What to do
Please transcribe the records word for word, from their first line through the line that contains "(1178, 486)". Leave the pictures out of your answer.

Data shown
>>>>

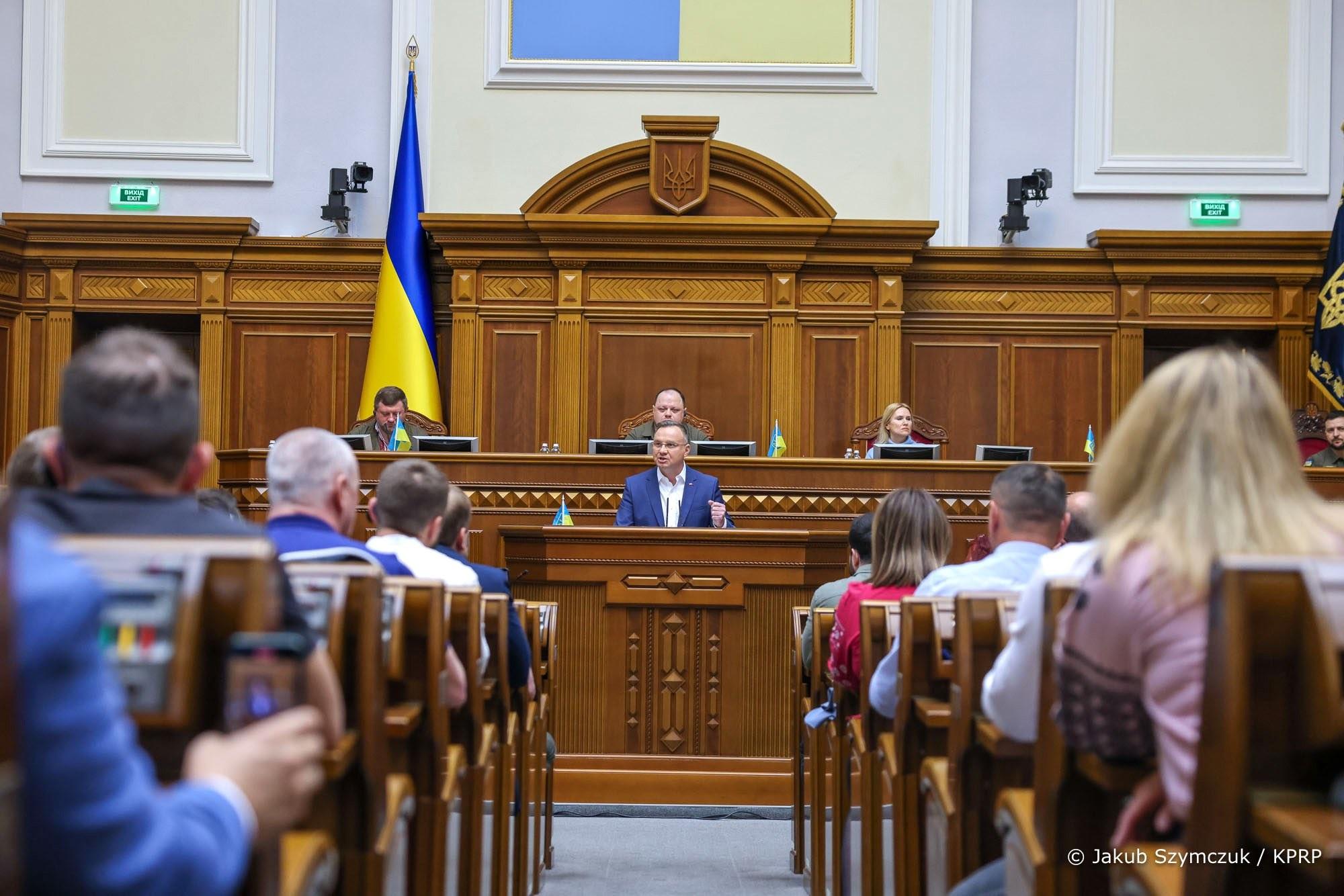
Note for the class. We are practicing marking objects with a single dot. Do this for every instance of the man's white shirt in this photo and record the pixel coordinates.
(428, 564)
(671, 494)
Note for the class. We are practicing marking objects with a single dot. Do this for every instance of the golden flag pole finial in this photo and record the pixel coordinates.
(412, 52)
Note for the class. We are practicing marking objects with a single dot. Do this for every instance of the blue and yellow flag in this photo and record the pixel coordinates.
(1327, 365)
(562, 517)
(401, 441)
(403, 349)
(778, 447)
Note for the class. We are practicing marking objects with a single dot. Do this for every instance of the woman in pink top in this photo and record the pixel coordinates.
(911, 539)
(1178, 486)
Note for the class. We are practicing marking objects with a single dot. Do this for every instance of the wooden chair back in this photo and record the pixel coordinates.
(1272, 738)
(411, 418)
(799, 706)
(11, 764)
(343, 604)
(923, 431)
(644, 417)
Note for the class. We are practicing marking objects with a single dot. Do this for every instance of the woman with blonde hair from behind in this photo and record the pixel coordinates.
(911, 539)
(1175, 490)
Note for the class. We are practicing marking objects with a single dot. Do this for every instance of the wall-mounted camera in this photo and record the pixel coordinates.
(342, 183)
(1021, 191)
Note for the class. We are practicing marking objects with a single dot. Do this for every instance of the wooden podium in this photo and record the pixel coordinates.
(674, 651)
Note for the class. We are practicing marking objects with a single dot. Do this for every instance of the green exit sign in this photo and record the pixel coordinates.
(134, 197)
(1216, 212)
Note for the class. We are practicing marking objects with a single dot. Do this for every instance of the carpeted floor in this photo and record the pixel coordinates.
(670, 858)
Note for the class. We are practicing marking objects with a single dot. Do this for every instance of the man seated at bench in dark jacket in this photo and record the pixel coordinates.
(128, 463)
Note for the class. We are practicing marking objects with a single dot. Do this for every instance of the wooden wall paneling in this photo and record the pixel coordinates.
(355, 358)
(302, 388)
(784, 398)
(956, 382)
(837, 384)
(517, 363)
(467, 385)
(720, 367)
(1058, 389)
(568, 378)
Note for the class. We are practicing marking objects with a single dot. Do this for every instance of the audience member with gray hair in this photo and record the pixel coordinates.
(312, 480)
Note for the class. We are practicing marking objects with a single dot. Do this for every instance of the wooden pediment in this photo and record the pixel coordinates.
(618, 181)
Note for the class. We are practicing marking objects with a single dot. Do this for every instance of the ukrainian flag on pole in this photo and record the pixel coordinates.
(403, 349)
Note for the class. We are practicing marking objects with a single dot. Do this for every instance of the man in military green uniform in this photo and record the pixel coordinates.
(389, 405)
(1333, 455)
(669, 406)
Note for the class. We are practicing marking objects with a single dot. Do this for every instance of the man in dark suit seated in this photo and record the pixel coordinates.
(95, 819)
(673, 495)
(128, 461)
(670, 405)
(312, 484)
(389, 406)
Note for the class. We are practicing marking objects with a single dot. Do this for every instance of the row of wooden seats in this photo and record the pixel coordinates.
(404, 803)
(1267, 757)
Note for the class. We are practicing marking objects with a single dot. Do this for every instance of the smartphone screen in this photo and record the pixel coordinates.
(264, 678)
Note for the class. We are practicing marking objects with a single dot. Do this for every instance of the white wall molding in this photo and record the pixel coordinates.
(950, 124)
(859, 77)
(48, 152)
(1303, 171)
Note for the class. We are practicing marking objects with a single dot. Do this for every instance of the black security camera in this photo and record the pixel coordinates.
(337, 210)
(1021, 191)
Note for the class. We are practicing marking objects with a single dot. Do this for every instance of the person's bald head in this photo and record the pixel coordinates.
(314, 472)
(1080, 517)
(670, 405)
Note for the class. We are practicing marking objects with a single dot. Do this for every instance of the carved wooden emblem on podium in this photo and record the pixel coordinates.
(679, 159)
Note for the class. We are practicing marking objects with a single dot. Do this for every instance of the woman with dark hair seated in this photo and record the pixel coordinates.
(911, 539)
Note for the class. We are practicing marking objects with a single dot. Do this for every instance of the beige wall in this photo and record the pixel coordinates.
(868, 154)
(1201, 77)
(151, 71)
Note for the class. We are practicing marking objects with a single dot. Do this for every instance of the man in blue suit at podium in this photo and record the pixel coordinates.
(673, 495)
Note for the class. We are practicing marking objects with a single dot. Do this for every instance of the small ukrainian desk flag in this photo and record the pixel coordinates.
(562, 517)
(400, 441)
(778, 447)
(403, 347)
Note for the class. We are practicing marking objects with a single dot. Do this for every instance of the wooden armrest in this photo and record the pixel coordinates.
(338, 761)
(1138, 871)
(1109, 776)
(308, 863)
(1015, 811)
(401, 804)
(888, 748)
(999, 745)
(454, 765)
(935, 714)
(1290, 820)
(933, 778)
(403, 719)
(858, 744)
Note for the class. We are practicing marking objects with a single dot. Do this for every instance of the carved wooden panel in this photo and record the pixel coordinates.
(837, 388)
(528, 287)
(720, 367)
(1038, 302)
(143, 288)
(1057, 393)
(303, 291)
(728, 289)
(956, 382)
(518, 365)
(1212, 304)
(303, 385)
(835, 292)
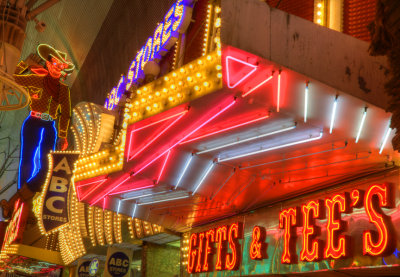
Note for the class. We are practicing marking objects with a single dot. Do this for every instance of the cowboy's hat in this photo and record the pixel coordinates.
(45, 51)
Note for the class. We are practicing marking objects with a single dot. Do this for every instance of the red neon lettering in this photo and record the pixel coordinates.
(312, 248)
(376, 243)
(221, 238)
(192, 253)
(335, 226)
(210, 238)
(199, 252)
(289, 219)
(233, 259)
(258, 246)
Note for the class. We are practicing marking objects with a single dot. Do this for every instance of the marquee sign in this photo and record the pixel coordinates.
(53, 203)
(175, 22)
(378, 238)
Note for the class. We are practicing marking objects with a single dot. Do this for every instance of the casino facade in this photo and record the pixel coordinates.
(245, 138)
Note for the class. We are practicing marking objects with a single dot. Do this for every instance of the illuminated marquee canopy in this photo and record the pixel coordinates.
(165, 35)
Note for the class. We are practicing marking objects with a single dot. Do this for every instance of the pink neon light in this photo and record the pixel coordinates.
(161, 120)
(279, 92)
(78, 193)
(163, 167)
(129, 145)
(82, 184)
(93, 189)
(130, 190)
(155, 138)
(163, 153)
(145, 126)
(19, 218)
(226, 129)
(195, 130)
(104, 202)
(244, 77)
(257, 86)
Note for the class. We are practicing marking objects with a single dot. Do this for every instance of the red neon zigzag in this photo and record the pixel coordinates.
(163, 167)
(146, 164)
(156, 137)
(254, 68)
(129, 145)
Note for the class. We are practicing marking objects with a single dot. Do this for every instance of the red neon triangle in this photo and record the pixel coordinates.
(237, 71)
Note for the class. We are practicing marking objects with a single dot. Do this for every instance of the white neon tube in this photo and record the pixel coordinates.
(164, 200)
(246, 140)
(361, 124)
(204, 177)
(388, 131)
(305, 102)
(333, 115)
(269, 149)
(184, 171)
(119, 205)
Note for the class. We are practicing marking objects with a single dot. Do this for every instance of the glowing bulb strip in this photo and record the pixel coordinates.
(278, 100)
(155, 138)
(119, 206)
(246, 140)
(226, 129)
(184, 170)
(163, 200)
(270, 149)
(333, 115)
(130, 190)
(305, 102)
(163, 167)
(203, 177)
(361, 124)
(254, 68)
(388, 131)
(134, 210)
(257, 86)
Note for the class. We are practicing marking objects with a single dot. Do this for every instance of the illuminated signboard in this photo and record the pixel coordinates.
(219, 249)
(15, 226)
(175, 22)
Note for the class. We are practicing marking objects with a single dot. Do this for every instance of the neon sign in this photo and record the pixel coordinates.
(224, 241)
(175, 22)
(228, 250)
(258, 246)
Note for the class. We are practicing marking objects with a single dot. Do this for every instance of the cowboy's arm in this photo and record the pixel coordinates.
(65, 109)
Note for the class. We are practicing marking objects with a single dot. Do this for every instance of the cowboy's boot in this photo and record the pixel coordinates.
(24, 193)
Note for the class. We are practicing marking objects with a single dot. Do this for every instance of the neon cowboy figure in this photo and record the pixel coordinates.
(50, 99)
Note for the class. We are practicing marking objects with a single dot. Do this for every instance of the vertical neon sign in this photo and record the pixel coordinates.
(176, 21)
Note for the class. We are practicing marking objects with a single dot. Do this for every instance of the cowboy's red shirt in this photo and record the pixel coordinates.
(43, 101)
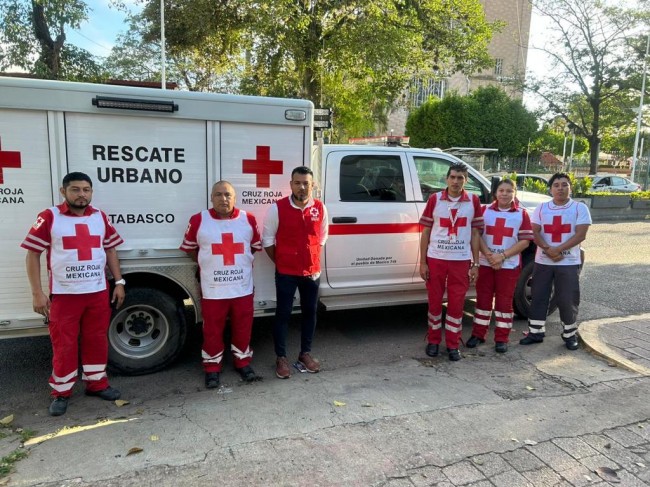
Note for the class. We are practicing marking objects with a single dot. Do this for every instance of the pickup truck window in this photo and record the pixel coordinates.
(432, 173)
(372, 178)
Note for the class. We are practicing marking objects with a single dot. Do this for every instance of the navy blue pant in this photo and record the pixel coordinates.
(285, 289)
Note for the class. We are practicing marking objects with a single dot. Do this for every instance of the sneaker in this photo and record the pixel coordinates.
(312, 366)
(282, 368)
(211, 380)
(432, 349)
(108, 394)
(248, 374)
(532, 338)
(473, 341)
(59, 406)
(571, 343)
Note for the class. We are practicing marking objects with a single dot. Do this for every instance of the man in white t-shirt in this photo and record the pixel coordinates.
(559, 226)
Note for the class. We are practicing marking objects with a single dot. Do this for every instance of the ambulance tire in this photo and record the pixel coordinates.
(146, 334)
(522, 298)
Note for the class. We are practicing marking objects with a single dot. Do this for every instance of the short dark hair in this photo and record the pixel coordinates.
(559, 175)
(76, 176)
(302, 170)
(458, 167)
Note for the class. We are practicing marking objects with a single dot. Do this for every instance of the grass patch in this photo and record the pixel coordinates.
(7, 463)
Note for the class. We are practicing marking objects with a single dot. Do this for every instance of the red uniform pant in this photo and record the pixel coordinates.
(452, 274)
(215, 312)
(79, 319)
(500, 287)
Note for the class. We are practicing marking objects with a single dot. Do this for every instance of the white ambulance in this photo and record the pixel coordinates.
(153, 156)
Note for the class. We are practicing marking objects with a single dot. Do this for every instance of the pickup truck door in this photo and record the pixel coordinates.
(374, 231)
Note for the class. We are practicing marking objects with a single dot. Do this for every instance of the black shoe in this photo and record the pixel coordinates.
(571, 343)
(473, 341)
(454, 355)
(248, 374)
(532, 338)
(211, 380)
(108, 394)
(59, 406)
(432, 349)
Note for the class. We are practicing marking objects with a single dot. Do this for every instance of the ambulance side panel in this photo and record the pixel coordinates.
(25, 190)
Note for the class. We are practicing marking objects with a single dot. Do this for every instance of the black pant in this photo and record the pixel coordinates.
(285, 289)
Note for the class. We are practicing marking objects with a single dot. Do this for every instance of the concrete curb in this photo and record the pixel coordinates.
(590, 335)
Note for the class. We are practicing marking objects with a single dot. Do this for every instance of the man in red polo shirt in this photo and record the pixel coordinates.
(80, 242)
(449, 252)
(223, 240)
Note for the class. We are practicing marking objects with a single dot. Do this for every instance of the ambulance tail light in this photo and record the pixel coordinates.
(295, 115)
(132, 104)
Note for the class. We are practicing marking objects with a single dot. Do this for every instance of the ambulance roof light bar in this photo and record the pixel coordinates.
(133, 104)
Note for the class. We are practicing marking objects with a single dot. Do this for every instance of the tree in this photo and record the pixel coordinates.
(33, 38)
(486, 118)
(356, 56)
(595, 54)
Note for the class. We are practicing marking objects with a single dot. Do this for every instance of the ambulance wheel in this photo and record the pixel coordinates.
(523, 293)
(146, 334)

<<<<

Problem solution
Note for the class. We are practicing marking objects with a single dot. Do this for every instance of the man's white shirt in this photo and record the pixel coordinates.
(428, 564)
(671, 494)
Note for the class. We are practicing marking objects with a single dot. Do this for every instance of the golden flag pole finial in this photo and record the pixel coordinates.
(412, 52)
Note for the class. We are practicing marking objects with a single dot. Do this for every instance of the blue and yellow flag in this photo and record the pixel coordinates.
(1327, 365)
(562, 517)
(401, 441)
(403, 349)
(778, 447)
Note for the class. We are practicing marking objects with a single dot. Do this for every instance of the woman in pink top in this photo and record the pixel coordinates.
(911, 539)
(1178, 486)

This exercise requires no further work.